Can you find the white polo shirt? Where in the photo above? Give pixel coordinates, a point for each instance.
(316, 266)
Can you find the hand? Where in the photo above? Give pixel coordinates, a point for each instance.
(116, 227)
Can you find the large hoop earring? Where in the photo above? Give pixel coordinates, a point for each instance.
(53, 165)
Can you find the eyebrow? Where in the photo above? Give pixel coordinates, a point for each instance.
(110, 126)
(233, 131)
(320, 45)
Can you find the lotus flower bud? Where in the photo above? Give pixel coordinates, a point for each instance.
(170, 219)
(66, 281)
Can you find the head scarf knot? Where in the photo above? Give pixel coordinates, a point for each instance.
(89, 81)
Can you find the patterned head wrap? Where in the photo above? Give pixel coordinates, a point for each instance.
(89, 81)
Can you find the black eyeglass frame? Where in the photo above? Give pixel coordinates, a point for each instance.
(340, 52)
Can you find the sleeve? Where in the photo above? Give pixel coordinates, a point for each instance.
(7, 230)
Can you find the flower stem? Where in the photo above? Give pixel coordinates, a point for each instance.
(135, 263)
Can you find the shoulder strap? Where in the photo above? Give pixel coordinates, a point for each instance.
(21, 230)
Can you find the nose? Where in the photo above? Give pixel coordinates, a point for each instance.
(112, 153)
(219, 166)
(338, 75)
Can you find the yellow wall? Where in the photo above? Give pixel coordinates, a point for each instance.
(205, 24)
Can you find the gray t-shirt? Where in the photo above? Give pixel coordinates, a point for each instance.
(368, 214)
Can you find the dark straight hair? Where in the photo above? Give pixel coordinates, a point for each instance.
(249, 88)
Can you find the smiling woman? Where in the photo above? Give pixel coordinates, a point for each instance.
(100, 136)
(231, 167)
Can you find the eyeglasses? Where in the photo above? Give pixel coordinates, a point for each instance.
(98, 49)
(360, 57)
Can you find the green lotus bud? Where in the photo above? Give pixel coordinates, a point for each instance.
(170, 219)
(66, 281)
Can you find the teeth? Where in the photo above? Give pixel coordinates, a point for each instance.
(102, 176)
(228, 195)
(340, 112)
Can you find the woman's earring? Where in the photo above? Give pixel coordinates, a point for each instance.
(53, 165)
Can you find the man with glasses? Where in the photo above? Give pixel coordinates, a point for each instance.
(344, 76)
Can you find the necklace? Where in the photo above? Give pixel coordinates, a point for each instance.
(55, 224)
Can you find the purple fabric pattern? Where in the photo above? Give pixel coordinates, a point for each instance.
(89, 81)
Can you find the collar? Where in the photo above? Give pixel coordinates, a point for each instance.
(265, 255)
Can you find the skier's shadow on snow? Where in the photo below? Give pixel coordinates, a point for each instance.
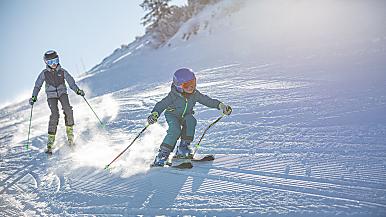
====
Problem description: Arrange all of the records above as a numbered list. Omit blank lines, and leave the pictures out.

Answer to the task:
1. Can you find the white polo shirt? Where in the photo above? Give pixel coordinates, a point for each instance.
2. (316, 266)
3. Can you find the hand? Where in the photo above? Give pixel coordinates, a point for each instance.
4. (116, 227)
5. Can you find the large hoop earring? Where in the photo above? Give pixel coordinates, a point for each instance.
6. (53, 165)
7. Can you find the eyebrow? Where in the photo above? Give pixel coordinates, a point for each instance.
8. (110, 126)
9. (233, 131)
10. (320, 45)
11. Can you find the lotus flower bud? Where in the photo above? Give pixel coordinates, a point for each instance.
12. (170, 219)
13. (66, 281)
14. Can you find the head scarf knot? Where in the photo above? Give pixel coordinates, a point for each instance.
15. (89, 81)
16. Can you find the patterned head wrap? Where in the photo above? Give pixel coordinates, a point for each instance.
17. (89, 81)
18. Can you find the black eyeglass frame? Where in the photo above? Give pixel coordinates, a point for each instance.
19. (340, 52)
20. Can you find the sleeve? Where in the photo above? Give pixel coordinates, a point for each instance.
21. (7, 230)
22. Can you find the flower stem? Where in the photo above? Give pixel coordinates, a point for each instance.
23. (135, 263)
24. Can you find the shoulder strap? Where in the photo above? Give pixel coordinates, a point for each instance.
25. (21, 230)
26. Can you find the nose? Where in the photo above? Give pixel coordinates, a point for each instance.
27. (112, 153)
28. (219, 166)
29. (338, 75)
30. Can you find the yellow wall? Where in the photo above? Give pixel coordinates, a point for each instance.
31. (205, 24)
32. Can you find the gray t-shirt? Where in the photo above? Give pixel coordinates, a point for each instance.
33. (368, 214)
34. Can you find the dark straight hair? Where in the photo above? Give pixel coordinates, a point for each instance.
35. (249, 88)
36. Can you find the smiling woman? Where in the photo above? Give pixel coordinates, a point for each instance.
37. (100, 136)
38. (231, 167)
39. Can you find the eyeglasses? Where in the photo above? Give pixel coordinates, a point for each instance.
40. (98, 49)
41. (360, 57)
42. Can you find the green lotus bud? Where in the photo above? Give pixel coordinates, a point for each instance.
43. (170, 219)
44. (66, 281)
45. Can you find the teeth? Where in the photo above? Give pixel coordinates, a point for each instance.
46. (102, 176)
47. (228, 195)
48. (340, 112)
49. Can you find the woman's earring? Where in the photo above? Give pixel coordinates, a point for each instance.
50. (53, 165)
51. Can you find the man with glasses? Where in the photo above? Give pixel coordinates, a point for each instance.
52. (344, 76)
53. Can you find the necklace? Where in the photo above? Give pixel coordinates, a point for each instance.
54. (55, 224)
55. Can you find the purple fabric pattern? Where in the photo above? Give pixel coordinates, a point for each instance.
56. (89, 81)
57. Can you find the collar? Where in the photo above? Give pixel coordinates, a point for each instance.
58. (265, 255)
59. Can you find the skier's shadow on snow? Where in the photo below? Give pixel coordinates, a point for each instance.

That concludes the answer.